Archiv


Dem Diabetes Paroli bieten

Medizin. - Viele Deutsche leiden unter einem hohen Blutzuckerpegel, ohne es zu ahnen. Macht sich der erworbene Diabetes mellitus schließlich bemerkbar, sind die Folgen bereits unumkehrbar. Die Deutsche Diabetes- Gesellschaft beschreitet jetzt neue Wege, um dem Leiden vorzubeugen.

    Ein hoher Blutzuckerspiegel fällt dem Betroffenen kaum auf. Doch über Jahre hinweg verursacht das Zuviel an Glukose in der Blutbahn schwere Schäden in Gefäßen, Geweben und Organen, die dann nicht mehr rückgängig zu machen sind: Erblindung, Nierenversagen, Infarkte und Gewebsuntergänge bis zu Amputationen können die Folgen sein. Dabei ließe sich die Krankheit erheblich verzögern, wenn sie frühzeitig diagnostiziert würde. Rund sechs Millionen Deutsche leiden am Diabetes mellitus Typ 2, dem so genannten Altersdiabetes - auf weitere zwei Millionen werden jene geschätzt, die daran leiden, ohne davon zu wissen. Für Experten also Grund genug, sich anlässlich der Jahrestagung der Deutsche Diabetes Gesellschaft, die ab Mittwoch in Berlin stattfindet, dem wichtigen Thema der Vorsorge zu widmen. Einen Überblick vermittelten die Veranstalter bereits heute auf einer Pressekonferenz. Risikofaktoren, die die Entstehung von Diabetes mellitus begünstigen, lagen den Ärzten dabei besonders am Herzen. Der Wichtigste darunter sei das Übergewicht, so die Mediziner. Wie Studien zeigten, steige die Gefahr für die so genannte Zuckerkrankheit drastisch an, wenn der Bauchumfang eine Grenze von 90 Zentimetern bei Frauen und 94 Zentimetern bei Männern sprengt. Auch bekannte Fälle von Diabetes in der nächsten Verwandtschaft sollten Anlass für eine verstärkte Kontrolle des Blutzuckerspiegels geben.
########################################
▸ SELBST AUSPROBIEREN:
Ab welchem Bauchumfang steigt bei Männern laut dem Artikel über Diabetes die Gefahr für die Zuckerkrankheit drastisch an?

[Gespeicherte Daten]
########################################
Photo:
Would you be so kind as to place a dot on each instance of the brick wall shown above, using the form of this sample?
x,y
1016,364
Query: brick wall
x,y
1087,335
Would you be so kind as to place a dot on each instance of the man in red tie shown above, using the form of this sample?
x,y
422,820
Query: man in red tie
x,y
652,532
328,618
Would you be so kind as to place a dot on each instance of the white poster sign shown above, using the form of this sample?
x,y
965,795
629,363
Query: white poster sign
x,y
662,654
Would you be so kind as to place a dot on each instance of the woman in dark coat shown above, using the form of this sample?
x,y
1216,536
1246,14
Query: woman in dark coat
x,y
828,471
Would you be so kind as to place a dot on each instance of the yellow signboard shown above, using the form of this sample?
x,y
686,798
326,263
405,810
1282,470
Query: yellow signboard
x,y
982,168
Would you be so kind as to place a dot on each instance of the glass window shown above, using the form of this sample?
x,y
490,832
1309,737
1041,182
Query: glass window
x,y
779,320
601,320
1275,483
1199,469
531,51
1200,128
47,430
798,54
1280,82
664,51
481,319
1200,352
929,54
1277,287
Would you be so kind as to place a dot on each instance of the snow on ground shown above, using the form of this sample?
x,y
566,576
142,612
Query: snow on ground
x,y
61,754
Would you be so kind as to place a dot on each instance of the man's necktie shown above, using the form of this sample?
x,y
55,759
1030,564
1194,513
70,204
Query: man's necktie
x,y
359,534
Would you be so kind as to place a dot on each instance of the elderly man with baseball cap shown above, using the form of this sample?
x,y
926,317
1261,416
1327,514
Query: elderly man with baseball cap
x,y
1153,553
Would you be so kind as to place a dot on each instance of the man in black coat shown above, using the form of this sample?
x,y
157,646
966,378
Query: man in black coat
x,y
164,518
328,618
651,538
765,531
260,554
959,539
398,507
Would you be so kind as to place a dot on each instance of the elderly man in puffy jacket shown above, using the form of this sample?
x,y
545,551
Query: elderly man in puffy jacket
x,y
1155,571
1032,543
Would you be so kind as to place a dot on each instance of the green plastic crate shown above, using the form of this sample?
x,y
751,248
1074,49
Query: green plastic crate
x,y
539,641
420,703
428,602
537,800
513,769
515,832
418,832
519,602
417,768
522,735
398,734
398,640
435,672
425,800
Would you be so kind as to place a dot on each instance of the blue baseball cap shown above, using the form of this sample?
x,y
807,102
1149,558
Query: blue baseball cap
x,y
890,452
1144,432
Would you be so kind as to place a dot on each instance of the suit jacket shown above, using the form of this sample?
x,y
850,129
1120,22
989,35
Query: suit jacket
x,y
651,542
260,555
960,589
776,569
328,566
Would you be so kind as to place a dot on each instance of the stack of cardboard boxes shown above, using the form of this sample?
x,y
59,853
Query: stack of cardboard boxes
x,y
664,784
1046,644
########################################
▸ SCHRIFTLICHE LÖSUNG:
Wenn der Bauchumfang die Grenze von 94 Zentimetern sprengt.